--- start of Supplied text ---

In the mid-1950s she joined the Benedictine Sisters of Erie in northern Pennsylvania, and for 12 years served as Prioress of this branch of the order. From 1974 till 1990, she was president of the Conference of American Benedictine Prioresses, and also had a term as president of the US Leadership Conference of Women Religious, an umbrella organisation representing over 75,000 women in religious orders.

She is one of the founding members of the International Peace Council, a group of high profile religious leaders from all the major faiths, including the Dalai Lama and Archbishop Desmond Tutu. They meet annually at trouble spots around the globe and try to help resolve concrete peace and justice problems in each particular location.

She is a prolific author, and a regular columnist for the US National Catholic Reporter. She is the founding director of Benetvision, a resource centre for contemporary spirituality located in Erie.

--- end of Supplied text ---
--- start of Data ---

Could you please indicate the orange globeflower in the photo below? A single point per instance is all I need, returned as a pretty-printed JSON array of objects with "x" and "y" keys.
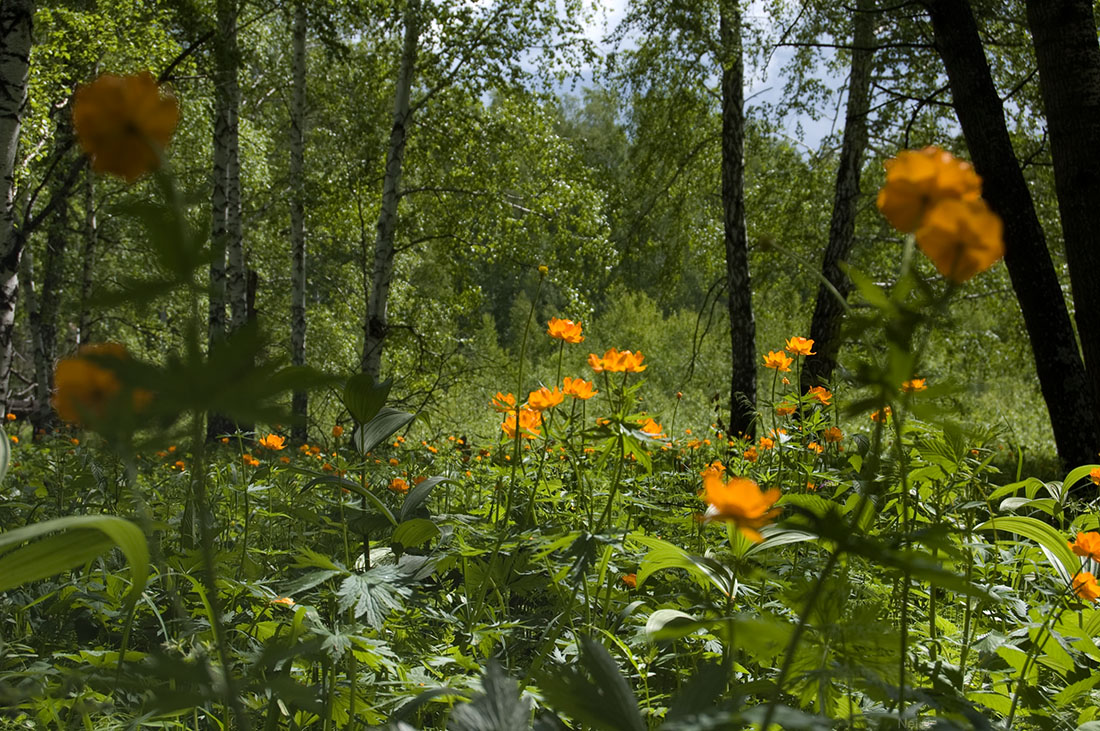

--- end of Data ---

Written task ▸ Can you output everything from "She is one of" down to "each particular location." in the biographical passage, word for word?

Finished answer ▸
She is one of the founding members of the International Peace Council, a group of high profile religious leaders from all the major faiths, including the Dalai Lama and Archbishop Desmond Tutu. They meet annually at trouble spots around the globe and try to help resolve concrete peace and justice problems in each particular location.